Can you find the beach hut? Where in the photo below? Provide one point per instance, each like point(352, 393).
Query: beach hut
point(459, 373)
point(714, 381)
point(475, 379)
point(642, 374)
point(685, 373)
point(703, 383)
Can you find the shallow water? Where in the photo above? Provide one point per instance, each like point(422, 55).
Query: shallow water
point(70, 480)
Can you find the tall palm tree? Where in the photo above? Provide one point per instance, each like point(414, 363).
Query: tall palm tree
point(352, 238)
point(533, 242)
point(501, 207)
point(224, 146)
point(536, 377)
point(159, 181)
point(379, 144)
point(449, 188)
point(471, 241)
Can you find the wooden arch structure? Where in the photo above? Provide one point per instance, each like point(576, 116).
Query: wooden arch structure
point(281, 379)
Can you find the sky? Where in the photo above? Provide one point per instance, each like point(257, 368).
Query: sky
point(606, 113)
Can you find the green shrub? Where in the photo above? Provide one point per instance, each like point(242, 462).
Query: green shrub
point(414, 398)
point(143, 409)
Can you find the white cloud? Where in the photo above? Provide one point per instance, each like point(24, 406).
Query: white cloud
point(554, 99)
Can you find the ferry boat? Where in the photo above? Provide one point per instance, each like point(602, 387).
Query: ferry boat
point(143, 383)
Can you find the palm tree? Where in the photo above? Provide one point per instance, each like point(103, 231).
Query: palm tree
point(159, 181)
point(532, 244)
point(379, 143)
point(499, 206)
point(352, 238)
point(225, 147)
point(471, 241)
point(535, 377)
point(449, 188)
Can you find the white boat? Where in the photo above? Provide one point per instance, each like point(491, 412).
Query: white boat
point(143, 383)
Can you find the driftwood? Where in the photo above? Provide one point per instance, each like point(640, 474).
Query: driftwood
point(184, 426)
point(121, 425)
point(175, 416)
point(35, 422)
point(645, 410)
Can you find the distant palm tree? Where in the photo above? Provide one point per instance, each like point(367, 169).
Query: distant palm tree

• Task prompt: Of the entries above, transcribe exactly those lines that fall between the line containing "Can you find the shallow" and the line containing "Can you find the tall", together with those two lines.

• Solution for this problem:
Can you find the shallow water? Where in the photo above? Provide one point per instance, each like point(422, 55).
Query: shallow water
point(70, 480)
Can you find the tall palm tree? Where in the photo above? Provide one point per instance, each like point(414, 363).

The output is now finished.